# Start of GIVEN DATA
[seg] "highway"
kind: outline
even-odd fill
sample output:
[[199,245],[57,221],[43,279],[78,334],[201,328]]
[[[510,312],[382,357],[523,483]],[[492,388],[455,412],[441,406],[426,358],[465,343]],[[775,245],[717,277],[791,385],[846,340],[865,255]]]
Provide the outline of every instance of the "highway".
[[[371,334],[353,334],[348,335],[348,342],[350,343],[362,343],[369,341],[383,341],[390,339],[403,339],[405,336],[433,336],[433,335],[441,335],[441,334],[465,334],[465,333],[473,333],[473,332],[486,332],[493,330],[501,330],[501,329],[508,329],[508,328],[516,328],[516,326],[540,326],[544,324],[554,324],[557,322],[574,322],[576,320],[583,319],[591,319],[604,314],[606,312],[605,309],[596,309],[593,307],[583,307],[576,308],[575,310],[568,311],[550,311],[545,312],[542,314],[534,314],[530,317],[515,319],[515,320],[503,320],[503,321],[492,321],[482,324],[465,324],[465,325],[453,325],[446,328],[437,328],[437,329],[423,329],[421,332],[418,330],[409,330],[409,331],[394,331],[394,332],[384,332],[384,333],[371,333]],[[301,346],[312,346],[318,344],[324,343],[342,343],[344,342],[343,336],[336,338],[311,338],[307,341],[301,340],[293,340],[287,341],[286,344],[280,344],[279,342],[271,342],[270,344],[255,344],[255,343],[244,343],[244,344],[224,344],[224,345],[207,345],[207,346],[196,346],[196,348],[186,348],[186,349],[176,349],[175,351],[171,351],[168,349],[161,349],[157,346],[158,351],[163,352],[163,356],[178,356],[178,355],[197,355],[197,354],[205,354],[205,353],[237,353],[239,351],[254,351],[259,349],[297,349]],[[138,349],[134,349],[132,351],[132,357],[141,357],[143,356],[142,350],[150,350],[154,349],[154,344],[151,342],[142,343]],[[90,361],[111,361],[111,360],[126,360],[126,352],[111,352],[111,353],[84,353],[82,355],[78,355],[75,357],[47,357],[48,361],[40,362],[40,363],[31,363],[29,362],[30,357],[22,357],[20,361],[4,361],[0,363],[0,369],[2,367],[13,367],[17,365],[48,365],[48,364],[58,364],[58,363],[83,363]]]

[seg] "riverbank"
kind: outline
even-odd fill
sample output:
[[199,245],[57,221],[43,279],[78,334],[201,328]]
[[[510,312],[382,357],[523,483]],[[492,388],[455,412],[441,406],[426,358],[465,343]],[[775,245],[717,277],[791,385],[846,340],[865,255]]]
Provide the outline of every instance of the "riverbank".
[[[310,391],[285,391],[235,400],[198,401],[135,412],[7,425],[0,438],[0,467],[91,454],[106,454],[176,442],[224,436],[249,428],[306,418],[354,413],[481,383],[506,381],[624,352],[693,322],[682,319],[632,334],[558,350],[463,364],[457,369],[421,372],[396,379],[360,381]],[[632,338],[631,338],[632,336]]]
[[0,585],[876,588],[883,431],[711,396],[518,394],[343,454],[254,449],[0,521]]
# End of GIVEN DATA
# Start of GIVEN DATA
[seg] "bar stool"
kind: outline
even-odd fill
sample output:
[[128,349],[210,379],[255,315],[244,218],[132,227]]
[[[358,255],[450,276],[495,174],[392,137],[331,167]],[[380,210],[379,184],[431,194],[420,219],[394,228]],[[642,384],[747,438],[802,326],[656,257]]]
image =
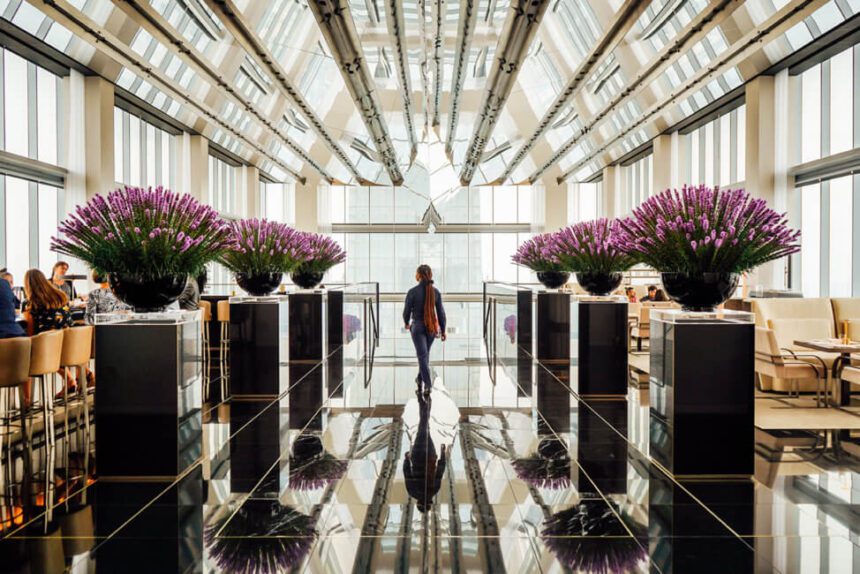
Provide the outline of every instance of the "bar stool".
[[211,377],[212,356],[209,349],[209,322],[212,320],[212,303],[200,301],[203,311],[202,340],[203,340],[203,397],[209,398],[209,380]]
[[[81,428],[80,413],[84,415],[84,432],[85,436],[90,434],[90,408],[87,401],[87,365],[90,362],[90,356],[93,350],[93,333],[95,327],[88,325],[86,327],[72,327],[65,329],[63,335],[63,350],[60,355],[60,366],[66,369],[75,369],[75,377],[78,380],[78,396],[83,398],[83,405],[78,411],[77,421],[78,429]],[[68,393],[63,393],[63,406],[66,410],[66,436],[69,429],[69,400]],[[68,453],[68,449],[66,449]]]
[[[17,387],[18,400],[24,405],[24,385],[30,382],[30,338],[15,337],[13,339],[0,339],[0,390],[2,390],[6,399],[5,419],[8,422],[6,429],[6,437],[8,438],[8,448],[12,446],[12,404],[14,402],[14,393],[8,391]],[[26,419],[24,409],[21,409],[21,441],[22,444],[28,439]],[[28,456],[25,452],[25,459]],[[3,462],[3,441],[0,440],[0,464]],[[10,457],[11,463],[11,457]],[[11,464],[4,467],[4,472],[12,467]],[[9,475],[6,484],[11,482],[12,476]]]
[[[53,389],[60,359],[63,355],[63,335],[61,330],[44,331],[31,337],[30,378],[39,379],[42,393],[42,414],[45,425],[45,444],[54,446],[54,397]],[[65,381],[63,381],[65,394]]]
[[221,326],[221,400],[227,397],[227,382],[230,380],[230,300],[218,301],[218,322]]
# End of GIVEN DATA
--- PROBLEM REQUIREMENTS ---
Pull out every line of the listing that contains the string "highway", matching case exactly.

--- SOLUTION ---
[seg] "highway"
Provide the outline of every instance of the "highway".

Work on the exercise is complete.